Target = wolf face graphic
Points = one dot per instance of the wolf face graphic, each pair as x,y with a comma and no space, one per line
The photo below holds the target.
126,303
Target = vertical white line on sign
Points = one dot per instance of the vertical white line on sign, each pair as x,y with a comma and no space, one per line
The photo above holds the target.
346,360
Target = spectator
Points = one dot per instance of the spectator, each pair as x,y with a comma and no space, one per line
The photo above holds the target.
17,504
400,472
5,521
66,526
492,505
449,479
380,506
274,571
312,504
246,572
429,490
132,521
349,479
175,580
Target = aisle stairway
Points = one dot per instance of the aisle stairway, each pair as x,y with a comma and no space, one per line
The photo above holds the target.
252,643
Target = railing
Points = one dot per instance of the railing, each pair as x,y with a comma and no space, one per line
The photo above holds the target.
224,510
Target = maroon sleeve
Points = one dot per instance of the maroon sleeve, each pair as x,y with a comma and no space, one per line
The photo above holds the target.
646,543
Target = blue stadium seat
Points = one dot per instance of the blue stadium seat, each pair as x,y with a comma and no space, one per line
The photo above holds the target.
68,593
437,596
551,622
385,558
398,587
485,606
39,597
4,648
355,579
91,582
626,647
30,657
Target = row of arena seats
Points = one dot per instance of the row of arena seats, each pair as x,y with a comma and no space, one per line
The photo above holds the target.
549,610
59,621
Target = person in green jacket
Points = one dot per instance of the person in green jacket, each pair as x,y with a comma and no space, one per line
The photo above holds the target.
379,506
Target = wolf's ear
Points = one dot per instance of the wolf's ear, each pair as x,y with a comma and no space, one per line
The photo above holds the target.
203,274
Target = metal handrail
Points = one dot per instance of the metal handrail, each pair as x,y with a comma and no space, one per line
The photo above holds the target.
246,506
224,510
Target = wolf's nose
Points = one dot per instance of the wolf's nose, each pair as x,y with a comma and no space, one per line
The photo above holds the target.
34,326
**********
OBJECTIVE: Convert all of the rows above into a Markdown table with the columns No. and Line. Give each non-blank line its own table row and number it, and leave out blank lines.

CORRECT RESPONSE:
| No. | Line |
|---|---|
| 1 | Target = wolf face graphic |
| 2 | Points = one dot per instance of the wolf face graphic, each pair as x,y with a comma and no space, one per line |
| 3 | The photo below holds the target. |
| 4 | 126,303 |
| 5 | Target = vertical white line on sign |
| 6 | Points = one dot per instance of the vertical white line on sign, each pair as x,y with a comma and no space, one per line |
| 7 | The photo above holds the target. |
| 8 | 346,360 |
| 9 | Target = spectator |
| 10 | Points = one dot per instance of the spectator, each pair as x,y with a comma and no space, one per line |
| 11 | The photo above holds the target. |
| 12 | 17,504 |
| 13 | 400,472 |
| 14 | 5,521 |
| 15 | 66,526 |
| 16 | 492,505 |
| 17 | 449,479 |
| 18 | 380,506 |
| 19 | 274,571 |
| 20 | 312,504 |
| 21 | 246,572 |
| 22 | 429,490 |
| 23 | 132,521 |
| 24 | 349,479 |
| 25 | 175,580 |
| 26 | Target = aisle stairway |
| 27 | Points = one dot per instance of the aisle stairway, each pair as x,y with a comma and no space, one per line |
| 28 | The photo above holds the target. |
| 29 | 252,643 |
| 30 | Target = railing |
| 31 | Points = one dot per instance of the railing, each pair as x,y with a comma and no space, one per line |
| 32 | The photo above holds the target. |
| 33 | 224,510 |
| 34 | Target = maroon sleeve |
| 35 | Points = one dot per instance of the maroon sleeve, each pair as x,y with a comma and no space, one per line |
| 36 | The photo above holds the target. |
| 37 | 646,543 |
| 38 | Target = blue stadium seat |
| 39 | Points = one dot per instance of the blue stadium seat, each pair as x,y with a comma and no space, one per line |
| 40 | The photo above holds the target. |
| 41 | 68,593 |
| 42 | 437,596 |
| 43 | 551,622 |
| 44 | 385,558 |
| 45 | 398,587 |
| 46 | 485,606 |
| 47 | 39,597 |
| 48 | 4,648 |
| 49 | 355,579 |
| 50 | 91,582 |
| 51 | 626,647 |
| 52 | 30,657 |
| 53 | Target = row of arena seats |
| 54 | Points = one dot per instance of the row of arena seats, each pair as x,y with a comma and no space, one per line |
| 55 | The photo above holds the target. |
| 56 | 549,610 |
| 57 | 59,621 |
| 58 | Target = person in green jacket |
| 59 | Points = one dot per instance of the person in green jacket, each pair as x,y with a comma and no space, one per line |
| 60 | The photo above holds the target. |
| 61 | 379,506 |
| 62 | Target = wolf's ear |
| 63 | Points = one dot per instance of the wolf's ear, each pair as x,y with a comma and no space, one per line |
| 64 | The photo above holds the target. |
| 65 | 203,274 |
| 66 | Target = metal handrail |
| 67 | Points = one dot per instance of the metal handrail, each pair as x,y with a comma and no space, one per line |
| 68 | The photo above holds the target. |
| 69 | 246,506 |
| 70 | 224,510 |
| 71 | Target = wolf's nose |
| 72 | Points = one dot per instance of the wolf's nose, each pair as x,y with a comma and no space, one per line |
| 73 | The photo above holds the target. |
| 74 | 34,326 |